Short task A
Reproduce the passage about OOP from "I love OOP." up to and including "and create dependencies.".

I love OOP. It’s a beautiful paradigm that easily allows you to encapsulate code logic, methods and data. However, one can argue that OOP hasn’t fully solved all coding issues. In some situations when using OOP you must define multiple classes, which are too often closely coupled, and create dependencies.

In OOP, you need to know a method’s signature; you need to have access to an interface; and you need to know how to create an instance of this interface. In addition, you often need to share types between the consumer and the implementation of your interface. This creates dependencies among your building blocks. Using OOP, it isn’t uncommon to have to create multiple classes just to create a simple “Hello World” plug-in. If you change an OOP interface, unless you’ve designed your interface very carefully, you may need to recompile multiple assemblies. You can end up with much of your code being abstract interfaces and boilerplate, or just having to accept the fact that a change in an interface may have a domino effect and require significant additional code changes. Whenever something is excessively complex or requires a lot of tedious, repetitive work, your gut should tell you that it’s wrong.

Short task B
Format the detection entries as a numbered list, running from the start of the entries up to and including the line with "[0,0,474,104]", and skip any blank lines. Leave the pictures out.

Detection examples
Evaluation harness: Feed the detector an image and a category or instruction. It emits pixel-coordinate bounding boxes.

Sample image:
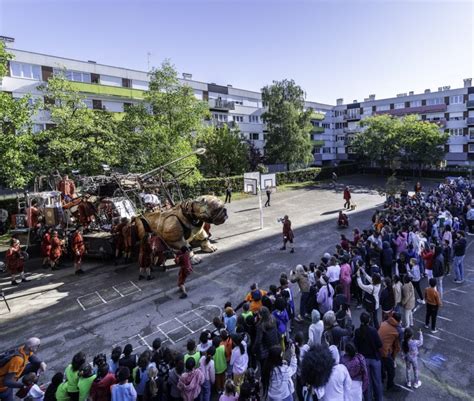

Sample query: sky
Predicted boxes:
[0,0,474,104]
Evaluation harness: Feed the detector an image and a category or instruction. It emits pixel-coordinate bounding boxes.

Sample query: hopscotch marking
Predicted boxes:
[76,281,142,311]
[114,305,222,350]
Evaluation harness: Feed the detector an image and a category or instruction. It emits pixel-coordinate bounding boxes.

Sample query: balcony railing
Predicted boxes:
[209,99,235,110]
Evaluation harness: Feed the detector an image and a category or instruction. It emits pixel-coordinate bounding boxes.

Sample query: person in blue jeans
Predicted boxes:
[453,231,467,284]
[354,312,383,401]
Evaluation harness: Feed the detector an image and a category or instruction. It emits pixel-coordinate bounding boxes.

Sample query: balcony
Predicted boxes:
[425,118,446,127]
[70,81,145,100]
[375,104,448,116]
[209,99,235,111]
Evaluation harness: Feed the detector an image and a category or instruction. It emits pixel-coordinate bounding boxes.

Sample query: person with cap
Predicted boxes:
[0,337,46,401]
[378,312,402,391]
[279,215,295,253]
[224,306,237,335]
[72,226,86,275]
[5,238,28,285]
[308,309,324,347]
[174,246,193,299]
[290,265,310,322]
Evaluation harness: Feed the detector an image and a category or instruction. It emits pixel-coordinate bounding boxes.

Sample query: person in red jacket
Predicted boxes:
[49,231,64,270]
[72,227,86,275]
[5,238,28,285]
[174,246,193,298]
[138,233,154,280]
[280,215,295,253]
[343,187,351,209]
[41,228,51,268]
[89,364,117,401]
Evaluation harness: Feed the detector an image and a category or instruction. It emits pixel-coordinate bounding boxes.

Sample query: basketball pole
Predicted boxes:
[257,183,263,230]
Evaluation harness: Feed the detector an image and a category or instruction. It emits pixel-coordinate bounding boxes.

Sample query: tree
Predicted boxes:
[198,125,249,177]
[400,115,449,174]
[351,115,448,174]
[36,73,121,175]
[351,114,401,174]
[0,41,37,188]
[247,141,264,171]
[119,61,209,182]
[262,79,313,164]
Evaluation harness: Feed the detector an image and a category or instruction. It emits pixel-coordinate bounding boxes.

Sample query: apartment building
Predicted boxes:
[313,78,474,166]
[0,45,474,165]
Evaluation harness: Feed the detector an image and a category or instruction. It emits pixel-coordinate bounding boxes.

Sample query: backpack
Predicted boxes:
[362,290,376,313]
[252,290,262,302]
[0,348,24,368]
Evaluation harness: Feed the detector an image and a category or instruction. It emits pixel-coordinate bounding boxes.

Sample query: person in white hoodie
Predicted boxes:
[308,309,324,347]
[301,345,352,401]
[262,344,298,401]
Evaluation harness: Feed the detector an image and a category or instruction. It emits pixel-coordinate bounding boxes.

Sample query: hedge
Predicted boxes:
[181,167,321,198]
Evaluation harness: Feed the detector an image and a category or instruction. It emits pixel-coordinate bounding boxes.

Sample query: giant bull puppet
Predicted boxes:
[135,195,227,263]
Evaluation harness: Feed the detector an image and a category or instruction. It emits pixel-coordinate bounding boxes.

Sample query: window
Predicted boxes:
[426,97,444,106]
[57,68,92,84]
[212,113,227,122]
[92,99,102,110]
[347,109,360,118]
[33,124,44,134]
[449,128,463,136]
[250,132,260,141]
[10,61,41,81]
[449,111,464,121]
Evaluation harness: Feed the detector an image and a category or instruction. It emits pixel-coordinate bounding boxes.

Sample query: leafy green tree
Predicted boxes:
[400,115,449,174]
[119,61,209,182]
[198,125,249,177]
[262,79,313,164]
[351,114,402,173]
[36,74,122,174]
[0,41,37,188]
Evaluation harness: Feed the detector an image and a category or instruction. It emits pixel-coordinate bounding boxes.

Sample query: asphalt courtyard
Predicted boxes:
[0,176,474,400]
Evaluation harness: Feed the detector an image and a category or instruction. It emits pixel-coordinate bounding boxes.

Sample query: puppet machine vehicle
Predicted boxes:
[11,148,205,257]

Result A
I love OOP. It’s a beautiful paradigm that easily allows you to encapsulate code logic, methods and data. However, one can argue that OOP hasn’t fully solved all coding issues. In some situations when using OOP you must define multiple classes, which are too often closely coupled, and create dependencies.

Result B
1. Evaluation harness: Feed the detector an image and a category or instruction. It emits pixel-coordinate bounding boxes.
2. Sample image:
3. Sample query: sky
4. Predicted boxes:
5. [0,0,474,104]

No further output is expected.